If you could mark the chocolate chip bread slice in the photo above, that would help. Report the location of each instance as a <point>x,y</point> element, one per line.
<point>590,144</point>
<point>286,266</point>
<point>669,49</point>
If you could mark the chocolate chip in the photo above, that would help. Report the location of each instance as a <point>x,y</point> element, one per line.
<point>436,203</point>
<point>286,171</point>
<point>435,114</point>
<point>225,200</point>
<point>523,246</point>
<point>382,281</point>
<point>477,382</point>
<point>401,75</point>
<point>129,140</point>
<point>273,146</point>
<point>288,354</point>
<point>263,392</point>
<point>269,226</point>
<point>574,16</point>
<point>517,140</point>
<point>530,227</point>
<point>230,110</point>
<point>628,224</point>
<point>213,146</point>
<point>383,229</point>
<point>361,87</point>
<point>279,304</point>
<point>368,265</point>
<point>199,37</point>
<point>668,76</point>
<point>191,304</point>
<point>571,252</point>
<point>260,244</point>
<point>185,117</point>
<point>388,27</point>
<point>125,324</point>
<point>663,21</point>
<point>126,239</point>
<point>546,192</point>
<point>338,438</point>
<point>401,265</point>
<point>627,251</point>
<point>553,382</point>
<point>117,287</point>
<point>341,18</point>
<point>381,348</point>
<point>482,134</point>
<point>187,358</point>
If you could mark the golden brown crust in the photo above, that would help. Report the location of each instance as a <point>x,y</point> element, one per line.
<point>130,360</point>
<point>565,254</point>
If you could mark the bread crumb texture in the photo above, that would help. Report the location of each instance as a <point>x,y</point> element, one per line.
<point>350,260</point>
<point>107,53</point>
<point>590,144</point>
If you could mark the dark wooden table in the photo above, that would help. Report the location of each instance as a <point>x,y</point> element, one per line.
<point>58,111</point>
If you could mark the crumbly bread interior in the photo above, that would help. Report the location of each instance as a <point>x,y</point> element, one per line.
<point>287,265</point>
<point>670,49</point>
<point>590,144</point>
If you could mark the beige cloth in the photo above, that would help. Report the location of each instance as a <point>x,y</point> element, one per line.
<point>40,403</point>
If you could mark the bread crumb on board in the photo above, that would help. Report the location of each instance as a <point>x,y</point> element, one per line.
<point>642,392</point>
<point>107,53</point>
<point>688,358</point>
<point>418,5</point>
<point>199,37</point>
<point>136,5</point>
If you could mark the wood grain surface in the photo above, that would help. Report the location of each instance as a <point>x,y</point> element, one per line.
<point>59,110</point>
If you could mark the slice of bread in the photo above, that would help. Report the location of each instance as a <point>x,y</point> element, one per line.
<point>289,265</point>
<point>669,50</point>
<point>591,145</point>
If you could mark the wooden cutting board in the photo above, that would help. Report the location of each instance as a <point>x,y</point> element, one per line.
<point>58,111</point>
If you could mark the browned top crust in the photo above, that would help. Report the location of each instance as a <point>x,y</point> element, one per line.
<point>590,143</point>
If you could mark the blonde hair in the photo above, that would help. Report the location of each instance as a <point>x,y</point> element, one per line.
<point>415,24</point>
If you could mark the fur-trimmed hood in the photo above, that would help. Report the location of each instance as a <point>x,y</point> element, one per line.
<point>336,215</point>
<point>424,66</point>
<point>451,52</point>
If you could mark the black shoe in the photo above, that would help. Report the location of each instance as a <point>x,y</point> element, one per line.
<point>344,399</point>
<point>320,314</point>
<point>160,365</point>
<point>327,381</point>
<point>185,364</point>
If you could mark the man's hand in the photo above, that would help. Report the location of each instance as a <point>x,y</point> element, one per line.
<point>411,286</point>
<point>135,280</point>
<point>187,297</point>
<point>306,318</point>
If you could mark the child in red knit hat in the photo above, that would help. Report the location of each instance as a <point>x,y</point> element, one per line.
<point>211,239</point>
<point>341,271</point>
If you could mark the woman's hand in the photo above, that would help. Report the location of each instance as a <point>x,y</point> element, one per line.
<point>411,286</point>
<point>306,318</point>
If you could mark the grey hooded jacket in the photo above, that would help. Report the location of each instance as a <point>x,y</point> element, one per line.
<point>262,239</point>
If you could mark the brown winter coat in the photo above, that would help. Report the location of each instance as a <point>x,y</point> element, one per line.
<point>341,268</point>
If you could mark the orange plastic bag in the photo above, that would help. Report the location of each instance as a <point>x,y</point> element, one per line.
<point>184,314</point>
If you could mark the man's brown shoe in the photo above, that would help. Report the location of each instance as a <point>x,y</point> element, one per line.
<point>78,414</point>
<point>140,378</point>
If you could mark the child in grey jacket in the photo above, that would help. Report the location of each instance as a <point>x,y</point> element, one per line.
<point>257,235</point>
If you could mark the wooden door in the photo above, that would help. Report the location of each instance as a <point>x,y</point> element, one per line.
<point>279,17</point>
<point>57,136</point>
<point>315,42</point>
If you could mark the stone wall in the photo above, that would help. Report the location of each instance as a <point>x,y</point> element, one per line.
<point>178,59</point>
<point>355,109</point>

##########

● **TASK STATEMENT**:
Output every entry again, exactly as given.

● **EXERCISE OUTPUT**:
If you could mark the chocolate chip bread slice in the photo above, that would help. Report the location of each instance as a <point>x,y</point> element, one per line.
<point>590,144</point>
<point>286,266</point>
<point>669,49</point>
If you could mark the chocolate chip in the photo above, that would help. Report the location of each instance as a <point>x,y</point> element, one per line.
<point>436,203</point>
<point>286,171</point>
<point>435,114</point>
<point>225,200</point>
<point>523,246</point>
<point>382,281</point>
<point>477,382</point>
<point>401,75</point>
<point>129,140</point>
<point>273,146</point>
<point>288,354</point>
<point>263,392</point>
<point>269,226</point>
<point>574,16</point>
<point>517,140</point>
<point>530,227</point>
<point>230,110</point>
<point>628,224</point>
<point>213,146</point>
<point>383,229</point>
<point>361,87</point>
<point>279,304</point>
<point>368,265</point>
<point>199,37</point>
<point>668,76</point>
<point>191,304</point>
<point>571,252</point>
<point>260,244</point>
<point>185,117</point>
<point>388,27</point>
<point>125,324</point>
<point>663,21</point>
<point>126,239</point>
<point>546,192</point>
<point>338,438</point>
<point>401,265</point>
<point>627,251</point>
<point>553,382</point>
<point>117,287</point>
<point>341,18</point>
<point>381,348</point>
<point>482,134</point>
<point>187,358</point>
If you could mark the golden brown crust in the photo above, that would help. Report the location of each instance as a <point>x,y</point> element, one per line.
<point>130,360</point>
<point>565,254</point>
If you could mark the bread crumb texture in the photo above, that would help. Report the location of each instance as a <point>x,y</point> element, one per line.
<point>350,260</point>
<point>107,53</point>
<point>590,144</point>
If you could mark the dark wooden table in the photo above, that would help. Report the location of each instance as a <point>x,y</point> element, one per line.
<point>58,111</point>
If you could mark the crumbly bread interior in the photo above, that would help. Report the location of each instance as a <point>x,y</point> element, one per line.
<point>287,265</point>
<point>670,49</point>
<point>590,144</point>
If you could mark the beige cloth in the photo above, that would help. Report the location of each instance as a <point>x,y</point> element, one per line.
<point>40,403</point>
If you could mark the bread crumb on board in the photo above, that would help. Report the location of each instance as a <point>x,y</point> element, one per line.
<point>642,392</point>
<point>107,53</point>
<point>688,358</point>
<point>418,5</point>
<point>199,37</point>
<point>136,5</point>
If you could mark the wood grain surface in the photo above, that would help. Report the location of each instance as a <point>x,y</point> element, one per line.
<point>59,110</point>
If you could mark the slice of bread in the photo above, that would help. Report the location of each instance as a <point>x,y</point> element, one per line.
<point>289,265</point>
<point>669,50</point>
<point>591,145</point>
If you could mark the wooden cutting board in the photo above, that would help. Report the location of each instance as a <point>x,y</point> element, one per line.
<point>58,111</point>
If you could mark the browned top crust in the photo above, that would help. Report the location of each instance as a <point>x,y</point> element, one per line.
<point>590,143</point>
If you could mark the blonde hair in the photo above, that would help. Report the location of each instance as a <point>x,y</point> element, one per line.
<point>415,24</point>
If you could mark the fur-trimmed hood in the photo above, that would help. Report the location of each instance as a <point>x,y</point> element, one per line.
<point>336,215</point>
<point>424,66</point>
<point>451,52</point>
If you could mark the black shoe in the photo above, that would help. Report the location of each instance as a <point>x,y</point> element, one per line.
<point>344,399</point>
<point>320,314</point>
<point>160,365</point>
<point>327,381</point>
<point>185,364</point>
If you could mark the man's hand in the photo above, that would help. Report the location of each instance as a <point>x,y</point> element, one per line.
<point>411,286</point>
<point>135,280</point>
<point>187,297</point>
<point>306,318</point>
If you could mark the child in red knit hat in the photo above, that would help. Report the location of each instance as a <point>x,y</point> element, one per line.
<point>211,239</point>
<point>341,271</point>
If you could mark the woman's hand in the photo above, that would help. Report the location of each instance as a <point>x,y</point> element, one per line.
<point>411,286</point>
<point>306,318</point>
If you could mark the grey hooded jacket in the photo above, that would help. Report the location of each instance as a <point>x,y</point> element, one per line.
<point>262,239</point>
If you could mark the brown winter coat in the photo above, that would help. Report the location of each instance as a <point>x,y</point> element, one per line.
<point>341,268</point>
If you could mark the orange plastic bag in the photo above, that would help. Report the location of each instance as a <point>x,y</point> element, one per line.
<point>184,314</point>
If you could mark the man's brown shoe in the photo above, that would help. Report the location of each instance as a <point>x,y</point> element, one per line.
<point>78,414</point>
<point>140,378</point>
If you could mark the child in grey jacket in the photo above, that would help. Report the location of each instance as a <point>x,y</point> element, one per line.
<point>257,235</point>
If you could mark the wooden door in the photo above, that would help. Report the location of each instance as a <point>x,y</point> element, one per line.
<point>279,17</point>
<point>57,136</point>
<point>315,42</point>
If you could mark the stone wall in the photo above, that would help. Report the location of each instance as a <point>x,y</point> element, one per line.
<point>178,59</point>
<point>355,109</point>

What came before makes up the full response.